#### Testo

Il bimbo era malato ed era diventato il simbolo del Sunderland. E il miglior amico di Defoe

Bradley non gioca più Storia di una mascotte e del suo bomber-peluche

Bradley Lowery aveva sei anni. Lo ha ucciso un neuroblastoma. Non so che cosa sia. No, anzi lo so benissimo ma vorrei non averlo saputo e scoperto mai. Non lo ha saputo nemmeno Bradley che ieri ha chiuso i suoi occhi vispi e stretto le manine che tenevano il pallone.

Bradley amava il football, era tifoso del Sunderland, era diventato la mascotte della squadra biancorossa, correva in campo, prima della partita, il pallone era più grande di lui, era festa, mentre attorno, chi lo osserva, accarezzandolo, baciandolo sapeva, continuando a dribblare la verità cattiva. Jermain Defoe, attaccante con la pelle nerissima, aveva adottato quel pupo senza un solo capello nella sua testolina. Erano i segni delle cure contro il maligno.

Le fotografie che ritraggono Bradley e Jermain sono il manifesto di un'epoca altrimenti volgare e sguaiata. Il campione tiene in braccio il bambino, dormono assieme, quasi un quadro, l'icona di un tempo non pensato, per questo bellissimo. In un'altra c'è Bradley vestito con la casacca del Sunderland, firmata da tutti calciatori, lui calza un paio di guanti, in lana spessa, colorati di biancorosso anche quelli, tiene i pollici sollevati, in segno di ok, è la sua vittoria, il suo pezzo di cielo in terra, la felicità di un innocente che non conosce quale sia il motivo per cui qualcosa, qualcuno se lo stia portando via da noi. Jermain Defoe, in un'altra istantanea, lo tiene in braccio, sono a bordo campo, prima del fischio d'inizio di una partita, sorridono entrambi, senza pensare al buio, alla luce che andrà a spegnersi. Si è spenta ieri. Bradley ha concluso la sua esistenza. Jermain Defoe, intanto, è passato dal Sunderland al Bournemouth. Ieri, durante la conferenza stampa, un cronista gli ha chiesto come abbia avuto la forza di concentrarsi, di continuare a correre, dopo aver conosciuto e vissuto assieme quella storia così drammatica e poi tragica. Defoe si è arreso alla commozione, il volto si è rigato di lacrime, Bradley non era suo figlio. Jermain ha perso, nove anni fa, il fratellastro Esco, vittima di una aggressione in strada. Bradley era diventata la speranza, era diventato come un figlio, così per tutti i tifosi, del Sunderland e delle altre squadre inglesi. Perché il football in Inghilterra è un rito vero, offre l'orrore degli hooligans e pagine dolcissime, di esistenze fragili che nel calcio trovano un scoglio cui aggrapparsi.

########
#### Dati forniti

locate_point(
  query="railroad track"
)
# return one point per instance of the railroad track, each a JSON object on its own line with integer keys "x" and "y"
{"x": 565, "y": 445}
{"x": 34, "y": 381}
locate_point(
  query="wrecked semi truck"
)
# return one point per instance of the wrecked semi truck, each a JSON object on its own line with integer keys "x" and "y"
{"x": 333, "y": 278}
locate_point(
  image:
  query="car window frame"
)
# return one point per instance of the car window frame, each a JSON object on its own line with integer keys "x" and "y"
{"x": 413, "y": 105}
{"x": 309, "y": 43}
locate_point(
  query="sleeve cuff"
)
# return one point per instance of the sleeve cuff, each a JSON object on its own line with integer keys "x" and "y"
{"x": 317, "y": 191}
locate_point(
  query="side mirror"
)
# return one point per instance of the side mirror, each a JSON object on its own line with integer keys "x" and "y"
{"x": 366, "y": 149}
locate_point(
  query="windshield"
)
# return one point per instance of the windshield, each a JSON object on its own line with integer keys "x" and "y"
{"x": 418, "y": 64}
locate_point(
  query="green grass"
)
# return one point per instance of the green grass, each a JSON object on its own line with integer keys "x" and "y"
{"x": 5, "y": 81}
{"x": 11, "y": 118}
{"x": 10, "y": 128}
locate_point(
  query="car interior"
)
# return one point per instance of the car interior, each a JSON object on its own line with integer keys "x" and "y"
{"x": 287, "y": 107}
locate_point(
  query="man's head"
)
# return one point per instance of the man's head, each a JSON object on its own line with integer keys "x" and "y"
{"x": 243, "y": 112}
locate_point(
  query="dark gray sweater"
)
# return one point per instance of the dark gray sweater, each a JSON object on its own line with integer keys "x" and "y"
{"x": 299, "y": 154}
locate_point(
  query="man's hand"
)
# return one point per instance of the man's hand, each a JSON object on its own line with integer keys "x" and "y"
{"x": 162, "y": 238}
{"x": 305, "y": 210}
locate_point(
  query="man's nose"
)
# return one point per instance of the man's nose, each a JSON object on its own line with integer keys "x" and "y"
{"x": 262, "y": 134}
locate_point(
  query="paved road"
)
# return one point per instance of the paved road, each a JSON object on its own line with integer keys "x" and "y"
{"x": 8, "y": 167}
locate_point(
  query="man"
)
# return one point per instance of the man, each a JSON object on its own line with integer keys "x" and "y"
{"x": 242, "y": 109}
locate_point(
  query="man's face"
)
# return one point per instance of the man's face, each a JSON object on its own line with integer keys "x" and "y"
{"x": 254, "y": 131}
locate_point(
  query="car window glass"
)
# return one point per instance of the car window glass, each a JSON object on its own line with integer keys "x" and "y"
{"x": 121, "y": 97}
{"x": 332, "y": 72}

########

▶ Esercizio assegnato 1
Secondo il testo, in quale squadra è passato Jermain Defoe dopo il Sunderland?
▶ Esercizio assegnato 2
Riproduci dal testo il passo che comincia con "Bradley non gioca" e finisce con "contro il maligno.".
▶ Esercizio assegnato 3
Indica se ciascuna affermazione concorda con il testo:
(a) Bradley Lowery aveva sei anni.
(b) Il fratellastro di Defoe, Esco, è morto in un incidente stradale.
(c) I guanti indossati da Bradley in una delle fotografie erano azzurri.

▶ Soluzione 1
Al Bournemouth.

▶ Soluzione 2
Bradley non gioca più Storia di una mascotte e del suo bomber-peluche

Bradley Lowery aveva sei anni. Lo ha ucciso un neuroblastoma. Non so che cosa sia. No, anzi lo so benissimo ma vorrei non averlo saputo e scoperto mai. Non lo ha saputo nemmeno Bradley che ieri ha chiuso i suoi occhi vispi e stretto le manine che tenevano il pallone.

Bradley amava il football, era tifoso del Sunderland, era diventato la mascotte della squadra biancorossa, correva in campo, prima della partita, il pallone era più grande di lui, era festa, mentre attorno, chi lo osserva, accarezzandolo, baciandolo sapeva, continuando a dribblare la verità cattiva. Jermain Defoe, attaccante con la pelle nerissima, aveva adottato quel pupo senza un solo capello nella sua testolina. Erano i segni delle cure contro il maligno.

▶ Soluzione 3
(a) Sì: "Bradley Lowery aveva sei anni."
(b) No: "vittima di una aggressione in strada".
(c) No: "colorati di biancorosso anche quelli".